If we do something more CPU intensive (3000 digits in 100 digit chunks), we see the Compute Time
registering something other than zero:
The vertical axis is computation time in milliseconds, the horizontal axis the number of digits computed, in hundreds -- my input parameters where maxDigits=30000?chunkSize=100
.
The blue lines bars are the computation time running the function on my localhost i5-7200U, 8GB, 2.5Ghz laptop, the red bars are the computation time running on Azure.
There are two things of note:
- There is a large increase in computation time around 13,600 digits.
- Running on Azure, the function failed to complete to 30,000 digits.
The fact that it's slower and didn't complete doesn't surprise me. After all, I'm using the free Azure account, and at some point, I imagine the resources required to hold the BigInteger
values (they get very very large) exceed whatever memory is allocated to the VM running the function, or some function monitoring process says enough is enough!
I'm impressed with the ease of setup and integration with Visual Studio. Azure Compute Function applications are a useful addition to the toolbox of "cloud computing." Personally, I think more needs to be done though (and this is true also of my brief look at Amazon's Lambda offering) particularly with regards to long running processes. Maybe I'm missing something, but it strikes me that serverless functions, being trigger oriented, are most useful when called from an existing server, particularly if the computation is long running and needs some "client" (as in another server) to post back the results. I can see this as useful though for simple computations that require interfacing with other services (weather, stock market, new feeds, etc.) and even returning a complete web page in the response.

Items listed in a dataset
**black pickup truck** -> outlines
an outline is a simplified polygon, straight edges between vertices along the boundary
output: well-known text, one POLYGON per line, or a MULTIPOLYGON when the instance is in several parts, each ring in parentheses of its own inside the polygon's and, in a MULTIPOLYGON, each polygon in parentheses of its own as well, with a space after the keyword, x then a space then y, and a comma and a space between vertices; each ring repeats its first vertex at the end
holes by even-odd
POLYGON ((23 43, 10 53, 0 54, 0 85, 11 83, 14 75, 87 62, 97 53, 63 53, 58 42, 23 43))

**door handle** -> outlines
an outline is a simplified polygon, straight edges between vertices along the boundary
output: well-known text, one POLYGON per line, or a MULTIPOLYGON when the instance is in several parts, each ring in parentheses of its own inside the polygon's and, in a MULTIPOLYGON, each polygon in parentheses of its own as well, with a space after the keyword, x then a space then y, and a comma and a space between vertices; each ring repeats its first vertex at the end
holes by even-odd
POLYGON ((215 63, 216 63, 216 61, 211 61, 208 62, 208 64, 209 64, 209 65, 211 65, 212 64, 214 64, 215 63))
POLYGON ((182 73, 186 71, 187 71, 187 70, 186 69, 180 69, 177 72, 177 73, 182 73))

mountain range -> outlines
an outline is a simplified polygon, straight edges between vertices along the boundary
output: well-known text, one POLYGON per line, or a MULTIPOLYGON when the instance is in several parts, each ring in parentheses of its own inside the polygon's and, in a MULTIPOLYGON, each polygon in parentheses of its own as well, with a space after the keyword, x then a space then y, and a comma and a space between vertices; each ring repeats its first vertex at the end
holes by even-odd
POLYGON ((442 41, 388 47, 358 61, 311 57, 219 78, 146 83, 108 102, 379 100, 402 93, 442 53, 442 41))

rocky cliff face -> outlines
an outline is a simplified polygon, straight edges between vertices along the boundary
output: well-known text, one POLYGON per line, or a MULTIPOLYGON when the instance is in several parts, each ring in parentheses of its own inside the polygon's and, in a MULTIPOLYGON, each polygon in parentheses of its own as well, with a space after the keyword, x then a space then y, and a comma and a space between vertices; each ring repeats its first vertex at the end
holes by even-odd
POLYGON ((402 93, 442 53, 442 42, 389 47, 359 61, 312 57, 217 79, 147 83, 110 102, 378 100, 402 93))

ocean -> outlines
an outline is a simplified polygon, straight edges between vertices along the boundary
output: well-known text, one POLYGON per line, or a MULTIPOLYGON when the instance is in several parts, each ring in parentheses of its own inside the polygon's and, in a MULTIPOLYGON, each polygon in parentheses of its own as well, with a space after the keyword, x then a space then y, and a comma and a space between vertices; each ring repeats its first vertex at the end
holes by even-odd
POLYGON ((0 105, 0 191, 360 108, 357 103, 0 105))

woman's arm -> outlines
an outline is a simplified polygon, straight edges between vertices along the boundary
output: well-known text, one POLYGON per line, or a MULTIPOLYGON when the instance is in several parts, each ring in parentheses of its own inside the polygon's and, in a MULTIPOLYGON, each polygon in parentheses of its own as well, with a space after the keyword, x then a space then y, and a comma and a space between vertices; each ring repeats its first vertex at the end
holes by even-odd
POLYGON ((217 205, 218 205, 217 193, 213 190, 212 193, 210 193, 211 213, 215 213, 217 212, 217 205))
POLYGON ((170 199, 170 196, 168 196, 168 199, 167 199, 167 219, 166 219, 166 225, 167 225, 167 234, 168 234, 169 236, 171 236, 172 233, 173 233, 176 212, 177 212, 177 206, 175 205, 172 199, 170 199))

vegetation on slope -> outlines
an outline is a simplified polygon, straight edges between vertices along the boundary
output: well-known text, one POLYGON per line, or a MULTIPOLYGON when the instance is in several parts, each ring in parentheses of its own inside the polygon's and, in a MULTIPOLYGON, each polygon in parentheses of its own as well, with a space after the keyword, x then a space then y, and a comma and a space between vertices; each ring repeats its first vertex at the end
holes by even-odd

Problems and tasks:
1. In the passage on Azure functions, write out the part starting at "There are two" and ending at "enough is enough!", substituting "AWS" for "Azure".
2. According to the passage on Azure functions, at roughly how many digits does computation time increase sharply?
Work from the text alone.

Activity answers:
1.
There are two things of note:
- There is a large increase in computation time around 13,600 digits.
- Running on AWS, the function failed to complete to 30,000 digits.
The fact that it's slower and didn't complete doesn't surprise me. After all, I'm using the free AWS account, and at some point, I imagine the resources required to hold the BigInteger
values (they get very very large) exceed whatever memory is allocated to the VM running the function, or some function monitoring process says enough is enough!

2. Around 13,600 digits.